[Challenge 1]
Which named characters appear in the plot section of the film summary below?

[Page excerpt]
** Begin **

A Glass of Water () is a 1960 West German comedy-musical film directed by Helmut Käutner and starring Gustaf Gründgens, Liselotte Pulver and Sabine Sinjen. It was entered into the 10th Berlin International Film Festival. It is an adaptation of the 1842 French play Le Verre d'eau by Eugène Scribe and is set in London in 1710 during the War of the Spanish Succession. It was shot at the Wandsbek Studios in Hamburg. The film's sets were designed by the art director Albrecht Becker and Herbert Kirchhoff.

Plot
Still young and inexperienced, Anne, Queen of Great Britain is a weak puppet-queen under the influence of Sarah Churchill, whose intrigues are an attempt to paint her warlike husband the Duke of Marlborough in a better light. However, Henry St. John, a noble journalist and leader of the opposition, is also trying to influence the queen - he wants to end the war with France as soon as possible and by any means necessary.

Sarah is not averse to romantic adventures and so becomes the patron of the young country lord Arthur Masham, unceremoniously making him an ensign in the queen's guards. However, Henry St. John sees through the plan, knowing that Masham is engaged to Abigail, a jealous shop assistant in a jewellery store, who he wants to win for himself.

Masham kills a very rich cousin of Henry in a duel. Henry thus inherits a huge fortune and the title Lord Bolingbroke. He wins the next round of intrigues, getting a position in the queen's court for Abigail and thus gaining influence there for himself. Via Abigail he learns that the queen has her eye on Masham without him being aware of it. As a signal for a planned rendezvous, she wants to pass him a glass of water during a ball. Henry thus explains to Sarah that she has a rival, but does not name names. However, at the queen's next ball she vies with the queen for Masham's favour and then panics, meaning both she and Masham have to resign their roles as the queen's confidantes.

** End **

[Challenge 2]
How would the entries below read with "photo" changed to "image" and everything else left the same? Leave the pictures out of your answer.

[Records supplied]

** Begin **

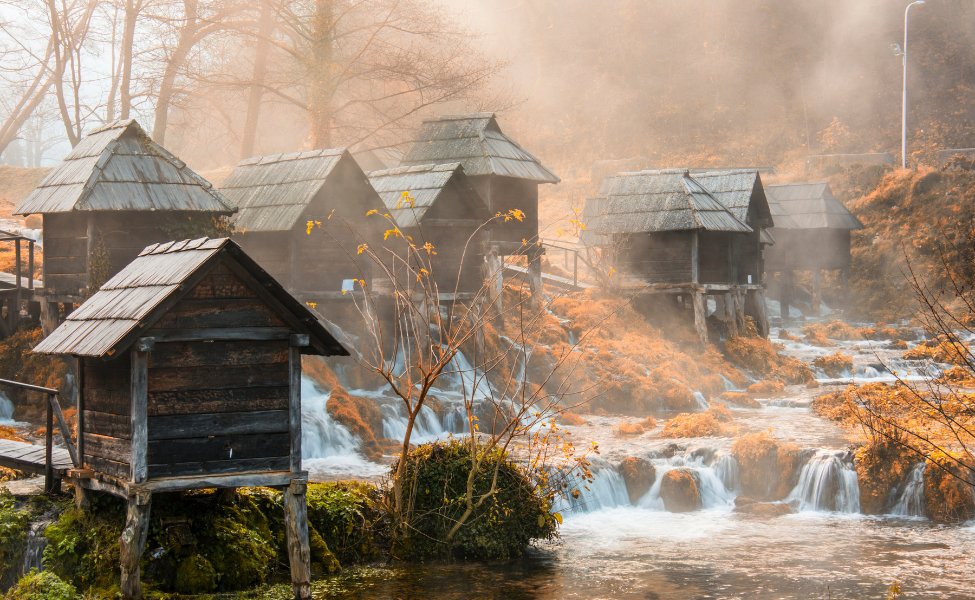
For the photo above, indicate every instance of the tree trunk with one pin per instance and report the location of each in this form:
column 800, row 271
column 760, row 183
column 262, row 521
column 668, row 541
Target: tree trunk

** End **

[Complete response 1]
Anne, Queen of Great Britain
Sarah Churchill
the Duke of Marlborough
Henry St. John (Lord Bolingbroke)
Arthur Masham
Abigail

[Complete response 2]
For the image above, indicate every instance of the tree trunk with one pin per instance and report the location of each in this form:
column 800, row 271
column 760, row 183
column 262, row 521
column 668, row 541
Target: tree trunk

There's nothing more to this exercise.